# APPLY WHAT YOU READ
1. Translate this sentence from the passage on silicon dosage in mice into Spanish: "All lesions described are within the range of normal expected background alterations in wild-type mice of this strain and age."
2. Transcribe the passage on silicon dosage in mice, starting with "The applied dosage" and going on through "transgenic mice used.".
3. Go on with the passage on silicon dosage in mice, picking up after its final sentence.

# EXCERPTED PASSAGE

The applied dosage of 4.8 mg SiO₂/kg body weight per day to mice by drinking water is very low considering background Si level by normal drinking water and diet and cannot be even considered to induce lesions. Based on the presented study design and the findings established, including the silicon analysis in different organs, no effect of Si on the liver and kidney can be stated. All lesions described are within the range of normal expected background alterations in wild-type mice of this strain and age. No control data are available from the type of transgenic mice used.

# RECORDS PROVIDED

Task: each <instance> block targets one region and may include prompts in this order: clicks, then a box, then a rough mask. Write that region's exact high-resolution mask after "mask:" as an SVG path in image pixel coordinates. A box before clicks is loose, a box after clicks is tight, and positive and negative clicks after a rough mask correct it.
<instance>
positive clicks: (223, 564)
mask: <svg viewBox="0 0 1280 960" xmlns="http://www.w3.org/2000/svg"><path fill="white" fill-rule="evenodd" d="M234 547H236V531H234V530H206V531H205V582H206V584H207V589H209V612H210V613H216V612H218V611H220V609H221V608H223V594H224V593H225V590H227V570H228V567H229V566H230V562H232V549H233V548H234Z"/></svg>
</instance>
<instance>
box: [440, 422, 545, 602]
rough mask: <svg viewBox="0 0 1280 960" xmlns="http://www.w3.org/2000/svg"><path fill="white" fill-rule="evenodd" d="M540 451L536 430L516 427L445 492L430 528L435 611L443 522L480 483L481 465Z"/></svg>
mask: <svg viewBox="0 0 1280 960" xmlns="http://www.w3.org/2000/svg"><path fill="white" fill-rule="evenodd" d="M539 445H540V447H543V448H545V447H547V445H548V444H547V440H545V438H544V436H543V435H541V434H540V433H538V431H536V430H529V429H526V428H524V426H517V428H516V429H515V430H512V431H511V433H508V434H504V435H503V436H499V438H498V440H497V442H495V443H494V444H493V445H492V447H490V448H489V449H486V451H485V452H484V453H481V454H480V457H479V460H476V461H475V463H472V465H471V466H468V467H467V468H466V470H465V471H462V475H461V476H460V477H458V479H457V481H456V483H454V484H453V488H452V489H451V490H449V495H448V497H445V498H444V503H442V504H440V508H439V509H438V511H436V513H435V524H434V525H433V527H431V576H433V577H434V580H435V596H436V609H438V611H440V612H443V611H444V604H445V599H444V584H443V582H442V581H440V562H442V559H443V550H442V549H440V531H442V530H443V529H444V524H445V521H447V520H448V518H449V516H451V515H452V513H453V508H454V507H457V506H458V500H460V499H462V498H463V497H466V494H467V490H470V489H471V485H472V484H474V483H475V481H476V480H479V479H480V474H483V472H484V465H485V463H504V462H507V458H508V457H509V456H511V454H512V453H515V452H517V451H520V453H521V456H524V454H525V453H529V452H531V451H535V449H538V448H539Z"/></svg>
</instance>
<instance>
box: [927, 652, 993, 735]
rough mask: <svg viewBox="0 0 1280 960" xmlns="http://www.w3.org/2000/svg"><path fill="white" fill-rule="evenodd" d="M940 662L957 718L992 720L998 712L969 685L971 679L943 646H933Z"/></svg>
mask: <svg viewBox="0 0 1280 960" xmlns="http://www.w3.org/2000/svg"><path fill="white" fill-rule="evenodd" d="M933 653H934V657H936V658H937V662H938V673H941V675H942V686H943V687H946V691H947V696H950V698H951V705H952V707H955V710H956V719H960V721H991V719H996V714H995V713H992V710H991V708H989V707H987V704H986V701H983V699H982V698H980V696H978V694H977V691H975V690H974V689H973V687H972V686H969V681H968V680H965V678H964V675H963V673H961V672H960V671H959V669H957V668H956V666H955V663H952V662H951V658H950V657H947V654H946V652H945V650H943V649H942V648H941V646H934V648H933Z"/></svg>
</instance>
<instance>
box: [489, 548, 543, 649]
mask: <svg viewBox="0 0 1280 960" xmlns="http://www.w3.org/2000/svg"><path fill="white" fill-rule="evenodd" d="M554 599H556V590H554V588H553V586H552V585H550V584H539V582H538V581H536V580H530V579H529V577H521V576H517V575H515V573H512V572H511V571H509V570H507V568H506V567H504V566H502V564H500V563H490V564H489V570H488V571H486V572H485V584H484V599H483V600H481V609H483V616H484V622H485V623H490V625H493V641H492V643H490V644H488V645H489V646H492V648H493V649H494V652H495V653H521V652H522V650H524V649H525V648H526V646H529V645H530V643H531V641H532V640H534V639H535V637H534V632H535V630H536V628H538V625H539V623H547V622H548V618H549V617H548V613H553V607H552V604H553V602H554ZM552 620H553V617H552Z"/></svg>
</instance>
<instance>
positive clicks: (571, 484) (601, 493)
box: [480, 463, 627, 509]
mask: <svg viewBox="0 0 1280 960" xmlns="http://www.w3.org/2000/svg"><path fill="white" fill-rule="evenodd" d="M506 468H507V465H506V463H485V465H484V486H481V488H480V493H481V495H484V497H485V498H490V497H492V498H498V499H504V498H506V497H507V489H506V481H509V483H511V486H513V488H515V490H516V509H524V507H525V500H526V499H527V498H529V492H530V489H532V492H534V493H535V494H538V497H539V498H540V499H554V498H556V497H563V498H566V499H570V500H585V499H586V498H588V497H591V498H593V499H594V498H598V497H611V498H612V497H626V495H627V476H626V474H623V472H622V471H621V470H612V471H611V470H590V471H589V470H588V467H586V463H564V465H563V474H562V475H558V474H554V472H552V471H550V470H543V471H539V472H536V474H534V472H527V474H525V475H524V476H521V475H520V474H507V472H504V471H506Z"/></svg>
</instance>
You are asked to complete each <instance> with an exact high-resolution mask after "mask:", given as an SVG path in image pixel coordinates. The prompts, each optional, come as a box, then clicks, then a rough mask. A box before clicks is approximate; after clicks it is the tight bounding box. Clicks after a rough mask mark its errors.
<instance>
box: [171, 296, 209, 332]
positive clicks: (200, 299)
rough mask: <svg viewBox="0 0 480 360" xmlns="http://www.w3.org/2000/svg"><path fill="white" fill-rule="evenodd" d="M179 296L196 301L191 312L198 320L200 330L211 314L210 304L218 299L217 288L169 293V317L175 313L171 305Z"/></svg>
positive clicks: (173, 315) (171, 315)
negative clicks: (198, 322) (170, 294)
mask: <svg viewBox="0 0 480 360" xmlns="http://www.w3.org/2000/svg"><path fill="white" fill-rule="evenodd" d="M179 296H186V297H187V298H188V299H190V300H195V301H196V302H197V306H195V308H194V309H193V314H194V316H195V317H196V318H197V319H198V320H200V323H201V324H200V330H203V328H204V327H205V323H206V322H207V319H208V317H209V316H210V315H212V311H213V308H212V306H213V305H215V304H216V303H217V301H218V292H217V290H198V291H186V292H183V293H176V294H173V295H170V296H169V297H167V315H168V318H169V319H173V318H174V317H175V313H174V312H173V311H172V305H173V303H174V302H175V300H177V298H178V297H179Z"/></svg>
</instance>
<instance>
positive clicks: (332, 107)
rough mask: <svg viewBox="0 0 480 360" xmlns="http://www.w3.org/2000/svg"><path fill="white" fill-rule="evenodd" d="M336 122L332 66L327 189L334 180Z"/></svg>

# YOUR WRITTEN ANSWERS
1. Todas las lesiones descritas se encuentran dentro del rango de alteraciones de fondo normales y esperables en ratones de tipo silvestre de esta cepa y esta edad.

2.
The applied dosage of 4.8 mg SiO₂/kg body weight per day to mice by drinking water is very low considering background Si level by normal drinking water and diet and cannot be even considered to induce lesions. Based on the presented study design and the findings established, including the silicon analysis in different organs, no effect of Si on the liver and kidney can be stated. All lesions described are within the range of normal expected background alterations in wild-type mice of this strain and age. No control data are available from the type of transgenic mice used.

3.
Disclosure

KW (AnaPath GmbH) works as a consultant for and ND who is a member of the Association of Synthetic Amorphous Silica Producers (ASASP). JF (PQ Corporation), MK (Wacker Chemie AG), NK and TBS (Evonik Resource Efficiency GmbH), JN (Grace Europe Holding GmbH), J-AS (Solvay), and DS (Pittsburgh Plate Glass Company) produce synthetic amorphous silica.